После чтения уже подумалось, что это очень хорошо, что "Господ Головлевых" не было в школьной программе. Вдруг в ярких красках представилось, как на мою неокрепшую подростковую психику могли подействовать преувеличенно-пугающие образы книжного семейства, в чертах которых не раз проглядывали черты моих же родных. И если сейчас отношения с семьёй уже приобрели устойчивую атмосферу большего понимания, то в юные годы подобное сочинение могло окрасить бунт юности в очень мрачные и жестокие тона.

Головлевы - это прежде всего незабываемые своим раздражающим эффектом характеры, а особого трагического ужаса добавляет их автобиографичность. И тут особенно показателен образ Арины Петровны с высокой концентрацией качеств матери писателя: грозная, строптивая, непреклонная, крайне скупая и бесконечно одинокая. Её гротескная мания накопительства проявляется и в собирательстве земель, она словно падальщик летит на вести об аукционах разорившихся помещиков, и в хранении непомерных запасов еды, загнивающей в погребах и иллюстрирующей аналогичный процесс в семье в целом и в каждом из её представителей по отдельности. Кажется, что её материнские чувства совершенно вымерли и их проблески в виде "выкидывания кусков" больше похожи на какой-то неосознанный рефлекс. Угнетающа и философия попрекания с рефреном в виде: "ночей не досыпала, кусков не доедала", и напоминания о том, что всей ей обязаны, но платят чёрной неблагодарностью. Образ тем не менее не статичен, но динамика проявляется не в развитии, а во всё в той же деградации и какие-то чувства, которые сложно назвать добрыми, но нельзя отказать им в живости и искренности, появляются уже на этапе, близком к предсмертной агонии личности.

■ Исходные данные
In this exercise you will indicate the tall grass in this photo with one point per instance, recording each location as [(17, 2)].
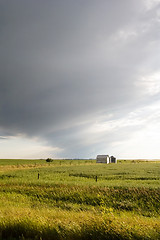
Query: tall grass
[(66, 202)]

■ Что сделать
(1) Повторите часть фрагмента текста от «После чтения уже» до «и жестокие тона.».
(2) Какими качествами, согласно фрагменту текста, наделена Арина Петровна?

■ Ответы по заданиям
(1)
После чтения уже подумалось, что это очень хорошо, что "Господ Головлевых" не было в школьной программе. Вдруг в ярких красках представилось, как на мою неокрепшую подростковую психику могли подействовать преувеличенно-пугающие образы книжного семейства, в чертах которых не раз проглядывали черты моих же родных. И если сейчас отношения с семьёй уже приобрели устойчивую атмосферу большего понимания, то в юные годы подобное сочинение могло окрасить бунт юности в очень мрачные и жестокие тона.

(2) Она грозная, строптивая, непреклонная, крайне скупая и бесконечно одинокая.